Auszug ::
++++++++++++++++++++

CD Kritik Progressive Newsletter Nr.29 (03/2000)
Quidam - Baja Prog / Live in Mexico '99
(76:52, Rock-Serwis, 1999)
Irgendwie hängt mir der Ruf nach, nicht sehr viel von Neo Prog zu halten oder dieses Wort nur abwertend zu benutzen. Doch soll mit dieser Kritik wieder mal das Gegenteil bewiesen werden. Denn wenn Neo Prog so emotional überschäumend, so perfekt aufeinander abgestimmt präsentiert wird, dann kriegt sich selbst der Chefkritiker vor Begeisterung kaum noch ein. Doch leider (oder für den Geldbeutel zum Glück!) gibt es nur ganz wenige Bands von solchem Kaliber wie Quidam. Dass die Band auch live qualitativ hochwertige Musik zu bieten hat, dies offenbart diese wunderbare Live CD, die im März 1999 auf dem Baja Prog Festival in Mexicali mitgeschnitten wurde. Nachdem das letzte Studioalbum "Sny aniolów" doch an einigen Stellen zu poppig und geradlinig ausgefallen war, die kurz danach veröffentlichte, komplett in englisch gesungene Version "Angels of mine" in keinster Weise die Magie von polnischem Gesang und melodischem Sinfonic Rock einfangen konnte, enthält "Live in Mexico '99" bis auf "Angels of mine" (fürs mexikanische Publikum mit ein paar Takten von "La cucaracha" angereichert) ausschließlich Titel in Landessprache. Dabei macht das namelose Debüt mit fünf Titeln den Löwenanteil aus. Zwei superbe Coverversionen, nämlich Camels "Rhayader / Rhayader goes to town" und die progressive, endlich auf Tonträger erhältliche Version des Deep Purple Klassikers "Child in time", geben dem Album den letzten Schliff. Besonders letzteres ist definitiv eines der Highlights der CD. Quidams Livepräsenz lebt von mitreißender Leidenschaft und Fröhlichkeit. Sängerin Emila Derkowska trällert engelsgleich in den höchsten Tönen, Gitarrist Maciek Meller lässt gefühlvoll die Saiten heulen (u.a. mit einem Zitat von Genesis "Firth of fifth"). Dazu eine solide Rhythmustruppe, gelegentliche Sprenkler an Keyboards und Flöte, runden den kompakten Sound ab. Abgesehen von der polnischen Sprache, die für manchereins Probleme bereiten könnte, gehört dieses packende Livedokument in jede gut sortierte Sammlung.

++++++++++++++++++++

Aufgabenstellung ::
**a)** Beantworten Sie anhand der CD-Kritik die folgenden Fragen.
(i) Wann und wo wurde die Live-CD mitgeschnitten?
(ii) Welche zwei Coverversionen enthält das Album?
(iii) Welches Instrument spielt Maciek Meller?
**b)** Erklären Sie mithilfe der CD-Kritik, warum „Angels of mine“ auf der Live-CD um einige Takte von „La cucaracha“ ergänzt wurde.

++++++++++++++++++++

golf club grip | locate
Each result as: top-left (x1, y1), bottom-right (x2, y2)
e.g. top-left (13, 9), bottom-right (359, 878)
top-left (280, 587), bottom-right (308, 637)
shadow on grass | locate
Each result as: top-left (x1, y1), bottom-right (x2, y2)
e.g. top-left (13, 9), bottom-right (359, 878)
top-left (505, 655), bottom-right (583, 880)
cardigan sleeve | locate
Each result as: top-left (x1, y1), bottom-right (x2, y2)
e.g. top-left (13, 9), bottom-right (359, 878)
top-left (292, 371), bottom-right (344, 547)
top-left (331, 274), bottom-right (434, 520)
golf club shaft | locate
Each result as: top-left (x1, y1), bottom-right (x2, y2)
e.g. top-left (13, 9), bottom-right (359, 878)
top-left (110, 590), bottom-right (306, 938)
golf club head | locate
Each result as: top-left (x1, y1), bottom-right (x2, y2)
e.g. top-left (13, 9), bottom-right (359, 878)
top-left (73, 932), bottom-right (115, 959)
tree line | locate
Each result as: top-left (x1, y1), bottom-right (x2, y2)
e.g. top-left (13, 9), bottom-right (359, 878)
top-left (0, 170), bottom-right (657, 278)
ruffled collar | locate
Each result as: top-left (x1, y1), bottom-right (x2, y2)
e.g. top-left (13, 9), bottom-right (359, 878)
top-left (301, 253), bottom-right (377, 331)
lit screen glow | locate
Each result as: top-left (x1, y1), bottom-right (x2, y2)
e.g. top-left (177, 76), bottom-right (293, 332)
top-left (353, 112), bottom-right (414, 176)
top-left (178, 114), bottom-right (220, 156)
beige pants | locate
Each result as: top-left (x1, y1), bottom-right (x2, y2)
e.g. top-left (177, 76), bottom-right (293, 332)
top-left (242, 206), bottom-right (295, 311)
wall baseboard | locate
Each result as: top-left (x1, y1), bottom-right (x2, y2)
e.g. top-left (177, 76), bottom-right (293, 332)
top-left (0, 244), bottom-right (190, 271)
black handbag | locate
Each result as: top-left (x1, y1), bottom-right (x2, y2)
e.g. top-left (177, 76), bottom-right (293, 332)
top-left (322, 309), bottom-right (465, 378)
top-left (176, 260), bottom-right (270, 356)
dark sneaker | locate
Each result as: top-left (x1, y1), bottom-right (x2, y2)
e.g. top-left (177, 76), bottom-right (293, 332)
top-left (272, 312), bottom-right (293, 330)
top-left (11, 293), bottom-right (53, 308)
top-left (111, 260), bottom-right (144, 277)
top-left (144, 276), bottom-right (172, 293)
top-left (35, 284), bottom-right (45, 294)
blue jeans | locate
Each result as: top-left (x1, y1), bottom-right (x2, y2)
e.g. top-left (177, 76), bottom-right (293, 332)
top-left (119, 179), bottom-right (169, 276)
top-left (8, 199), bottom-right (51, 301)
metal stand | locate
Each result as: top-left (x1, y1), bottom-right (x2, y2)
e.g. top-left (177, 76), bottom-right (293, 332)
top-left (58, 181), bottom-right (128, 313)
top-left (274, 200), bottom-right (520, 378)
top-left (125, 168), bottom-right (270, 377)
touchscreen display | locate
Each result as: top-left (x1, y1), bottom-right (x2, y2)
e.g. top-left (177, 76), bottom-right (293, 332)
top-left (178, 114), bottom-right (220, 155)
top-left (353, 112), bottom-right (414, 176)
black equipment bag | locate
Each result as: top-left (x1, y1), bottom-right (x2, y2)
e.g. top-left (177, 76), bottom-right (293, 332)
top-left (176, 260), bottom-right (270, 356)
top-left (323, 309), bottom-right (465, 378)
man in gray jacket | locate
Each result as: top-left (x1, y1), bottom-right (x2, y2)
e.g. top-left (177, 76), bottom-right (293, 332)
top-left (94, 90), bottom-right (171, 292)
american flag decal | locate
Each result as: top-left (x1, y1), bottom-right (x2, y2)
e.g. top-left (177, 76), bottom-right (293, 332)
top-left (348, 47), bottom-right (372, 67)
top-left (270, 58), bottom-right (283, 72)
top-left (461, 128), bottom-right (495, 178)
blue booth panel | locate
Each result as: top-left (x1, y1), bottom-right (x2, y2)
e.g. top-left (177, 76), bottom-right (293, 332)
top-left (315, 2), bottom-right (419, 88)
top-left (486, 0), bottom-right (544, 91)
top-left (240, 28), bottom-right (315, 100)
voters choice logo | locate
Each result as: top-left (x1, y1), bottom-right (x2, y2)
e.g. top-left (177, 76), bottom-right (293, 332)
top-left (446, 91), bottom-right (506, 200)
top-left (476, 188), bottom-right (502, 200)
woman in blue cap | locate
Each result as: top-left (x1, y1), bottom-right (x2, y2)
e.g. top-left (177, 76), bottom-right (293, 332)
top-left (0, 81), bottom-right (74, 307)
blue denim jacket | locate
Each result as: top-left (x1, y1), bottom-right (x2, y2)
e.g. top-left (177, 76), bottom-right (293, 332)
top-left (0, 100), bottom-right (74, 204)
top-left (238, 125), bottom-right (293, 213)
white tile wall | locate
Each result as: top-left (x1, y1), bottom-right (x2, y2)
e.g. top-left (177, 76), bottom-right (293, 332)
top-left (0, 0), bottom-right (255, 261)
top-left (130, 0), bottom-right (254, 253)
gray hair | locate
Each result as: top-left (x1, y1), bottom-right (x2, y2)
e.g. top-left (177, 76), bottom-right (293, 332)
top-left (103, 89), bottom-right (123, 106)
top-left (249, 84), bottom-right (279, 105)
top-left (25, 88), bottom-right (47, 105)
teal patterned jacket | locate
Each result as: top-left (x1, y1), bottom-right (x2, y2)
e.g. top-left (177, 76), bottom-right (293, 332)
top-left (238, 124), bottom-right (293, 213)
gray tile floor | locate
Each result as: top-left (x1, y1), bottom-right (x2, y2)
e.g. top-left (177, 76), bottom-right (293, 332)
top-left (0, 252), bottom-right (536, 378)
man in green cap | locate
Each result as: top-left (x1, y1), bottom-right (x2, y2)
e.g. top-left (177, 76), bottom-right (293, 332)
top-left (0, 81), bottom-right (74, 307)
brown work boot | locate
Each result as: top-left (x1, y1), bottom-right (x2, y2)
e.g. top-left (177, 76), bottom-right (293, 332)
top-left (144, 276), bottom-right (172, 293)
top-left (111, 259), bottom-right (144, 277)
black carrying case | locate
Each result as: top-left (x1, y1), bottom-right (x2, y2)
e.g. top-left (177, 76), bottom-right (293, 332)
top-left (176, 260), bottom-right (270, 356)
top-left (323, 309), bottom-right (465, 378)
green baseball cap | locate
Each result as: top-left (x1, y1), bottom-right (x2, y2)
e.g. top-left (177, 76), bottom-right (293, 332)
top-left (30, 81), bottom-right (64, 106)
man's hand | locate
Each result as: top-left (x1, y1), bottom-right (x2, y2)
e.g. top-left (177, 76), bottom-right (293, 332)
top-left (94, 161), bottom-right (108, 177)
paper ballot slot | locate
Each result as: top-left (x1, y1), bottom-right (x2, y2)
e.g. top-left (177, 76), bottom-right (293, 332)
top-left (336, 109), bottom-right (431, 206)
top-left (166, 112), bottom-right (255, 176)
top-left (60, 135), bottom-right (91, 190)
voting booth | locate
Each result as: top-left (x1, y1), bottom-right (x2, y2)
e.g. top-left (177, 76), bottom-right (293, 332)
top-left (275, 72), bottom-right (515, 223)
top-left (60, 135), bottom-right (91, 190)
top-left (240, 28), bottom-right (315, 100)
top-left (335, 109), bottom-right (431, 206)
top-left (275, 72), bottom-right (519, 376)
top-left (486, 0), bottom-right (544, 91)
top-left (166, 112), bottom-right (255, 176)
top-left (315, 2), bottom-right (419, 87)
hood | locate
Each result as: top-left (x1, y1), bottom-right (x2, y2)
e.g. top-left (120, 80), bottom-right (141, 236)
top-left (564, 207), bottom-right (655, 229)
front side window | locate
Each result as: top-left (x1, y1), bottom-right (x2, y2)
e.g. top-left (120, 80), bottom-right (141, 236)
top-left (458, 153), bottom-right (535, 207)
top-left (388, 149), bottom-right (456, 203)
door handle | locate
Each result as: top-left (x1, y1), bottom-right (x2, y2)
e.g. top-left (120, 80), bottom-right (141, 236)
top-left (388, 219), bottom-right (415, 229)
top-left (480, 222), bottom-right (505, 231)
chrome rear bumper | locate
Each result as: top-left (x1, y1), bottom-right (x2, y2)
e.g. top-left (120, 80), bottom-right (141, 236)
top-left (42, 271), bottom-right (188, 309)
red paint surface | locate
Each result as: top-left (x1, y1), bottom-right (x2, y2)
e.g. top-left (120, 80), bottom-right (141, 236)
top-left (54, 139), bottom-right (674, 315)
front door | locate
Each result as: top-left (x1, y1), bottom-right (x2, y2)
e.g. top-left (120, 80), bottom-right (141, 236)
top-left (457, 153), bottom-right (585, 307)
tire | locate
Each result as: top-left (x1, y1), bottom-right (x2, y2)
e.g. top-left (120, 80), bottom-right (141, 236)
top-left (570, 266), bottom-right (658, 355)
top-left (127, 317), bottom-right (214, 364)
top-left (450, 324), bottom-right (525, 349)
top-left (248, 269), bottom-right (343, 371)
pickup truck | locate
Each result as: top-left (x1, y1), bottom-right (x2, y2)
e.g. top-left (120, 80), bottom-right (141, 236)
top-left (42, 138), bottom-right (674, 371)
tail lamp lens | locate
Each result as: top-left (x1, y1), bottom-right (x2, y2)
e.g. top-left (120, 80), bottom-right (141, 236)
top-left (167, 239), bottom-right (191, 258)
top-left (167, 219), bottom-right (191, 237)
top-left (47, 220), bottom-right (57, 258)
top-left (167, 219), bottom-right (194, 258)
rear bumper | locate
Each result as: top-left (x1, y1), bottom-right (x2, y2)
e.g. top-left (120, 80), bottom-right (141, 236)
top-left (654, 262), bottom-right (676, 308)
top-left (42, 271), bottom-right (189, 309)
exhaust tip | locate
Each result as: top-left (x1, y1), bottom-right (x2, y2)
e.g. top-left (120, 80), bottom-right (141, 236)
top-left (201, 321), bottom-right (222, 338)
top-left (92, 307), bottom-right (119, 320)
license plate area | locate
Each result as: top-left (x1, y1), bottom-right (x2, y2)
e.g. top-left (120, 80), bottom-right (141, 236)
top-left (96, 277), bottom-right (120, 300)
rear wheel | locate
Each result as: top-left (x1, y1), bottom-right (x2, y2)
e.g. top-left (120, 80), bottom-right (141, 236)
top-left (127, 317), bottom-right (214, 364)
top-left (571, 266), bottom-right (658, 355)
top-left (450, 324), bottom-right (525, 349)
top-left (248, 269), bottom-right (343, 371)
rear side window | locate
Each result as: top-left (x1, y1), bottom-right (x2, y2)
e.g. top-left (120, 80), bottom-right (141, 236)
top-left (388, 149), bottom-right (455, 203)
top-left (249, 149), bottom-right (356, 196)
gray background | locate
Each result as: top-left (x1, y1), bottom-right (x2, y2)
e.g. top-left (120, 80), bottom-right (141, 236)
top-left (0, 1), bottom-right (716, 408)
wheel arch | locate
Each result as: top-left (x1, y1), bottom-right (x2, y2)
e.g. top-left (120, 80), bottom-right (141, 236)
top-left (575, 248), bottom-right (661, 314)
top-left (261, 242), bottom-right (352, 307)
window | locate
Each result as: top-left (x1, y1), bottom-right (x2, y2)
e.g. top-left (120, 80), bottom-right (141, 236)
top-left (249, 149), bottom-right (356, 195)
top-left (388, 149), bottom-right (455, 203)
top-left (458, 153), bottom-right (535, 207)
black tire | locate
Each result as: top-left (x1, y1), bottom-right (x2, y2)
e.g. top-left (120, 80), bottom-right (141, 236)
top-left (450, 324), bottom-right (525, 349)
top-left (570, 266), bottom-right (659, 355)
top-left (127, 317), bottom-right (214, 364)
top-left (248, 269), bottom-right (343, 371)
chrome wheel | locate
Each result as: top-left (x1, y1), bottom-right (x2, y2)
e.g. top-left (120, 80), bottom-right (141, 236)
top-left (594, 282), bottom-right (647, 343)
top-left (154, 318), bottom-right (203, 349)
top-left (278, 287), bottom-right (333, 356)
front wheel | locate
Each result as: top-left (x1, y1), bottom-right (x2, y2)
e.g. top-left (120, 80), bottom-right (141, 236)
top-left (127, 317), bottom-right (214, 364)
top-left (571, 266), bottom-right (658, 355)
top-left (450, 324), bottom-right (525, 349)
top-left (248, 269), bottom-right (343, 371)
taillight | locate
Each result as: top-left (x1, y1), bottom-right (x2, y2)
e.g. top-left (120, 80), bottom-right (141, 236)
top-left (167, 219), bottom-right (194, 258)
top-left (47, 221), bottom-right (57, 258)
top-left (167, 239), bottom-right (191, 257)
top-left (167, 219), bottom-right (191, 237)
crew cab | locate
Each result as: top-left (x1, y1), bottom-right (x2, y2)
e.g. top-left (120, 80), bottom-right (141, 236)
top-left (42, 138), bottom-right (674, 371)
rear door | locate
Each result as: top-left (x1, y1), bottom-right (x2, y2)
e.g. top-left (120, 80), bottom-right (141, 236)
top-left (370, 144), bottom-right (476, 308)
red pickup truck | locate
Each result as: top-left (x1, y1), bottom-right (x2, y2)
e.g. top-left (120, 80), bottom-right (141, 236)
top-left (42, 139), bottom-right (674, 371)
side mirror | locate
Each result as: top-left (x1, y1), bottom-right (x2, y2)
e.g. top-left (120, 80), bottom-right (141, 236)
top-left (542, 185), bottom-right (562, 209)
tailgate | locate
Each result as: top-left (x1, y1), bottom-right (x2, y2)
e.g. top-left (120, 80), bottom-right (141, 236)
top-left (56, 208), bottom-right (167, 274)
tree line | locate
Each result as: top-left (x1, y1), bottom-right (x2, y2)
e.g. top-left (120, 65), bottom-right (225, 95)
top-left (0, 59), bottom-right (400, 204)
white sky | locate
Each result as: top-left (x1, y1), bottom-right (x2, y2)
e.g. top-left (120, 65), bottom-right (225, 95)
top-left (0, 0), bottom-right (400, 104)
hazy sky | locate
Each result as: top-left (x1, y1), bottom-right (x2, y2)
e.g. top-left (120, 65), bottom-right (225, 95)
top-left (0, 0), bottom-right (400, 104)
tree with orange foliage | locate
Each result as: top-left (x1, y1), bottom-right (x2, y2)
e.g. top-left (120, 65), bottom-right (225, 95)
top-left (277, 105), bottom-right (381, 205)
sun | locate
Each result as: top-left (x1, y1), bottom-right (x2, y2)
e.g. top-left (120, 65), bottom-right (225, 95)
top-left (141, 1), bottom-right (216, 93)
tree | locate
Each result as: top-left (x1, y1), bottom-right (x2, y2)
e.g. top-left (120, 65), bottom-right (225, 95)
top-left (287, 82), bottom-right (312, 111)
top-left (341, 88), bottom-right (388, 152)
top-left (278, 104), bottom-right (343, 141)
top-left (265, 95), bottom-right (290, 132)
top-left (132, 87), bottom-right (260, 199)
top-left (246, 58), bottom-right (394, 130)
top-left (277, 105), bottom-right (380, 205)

++++++++++++++++++++

Lösungen ::
**a)**
(i) Im März 1999 auf dem Baja Prog Festival in Mexicali.
(ii) Camels „Rhayader / Rhayader goes to town“ und den Deep-Purple-Klassiker „Child in time“.
(iii) Gitarre.

**b)** Die Takte von „La cucaracha“ wurden für das mexikanische Publikum eingefügt.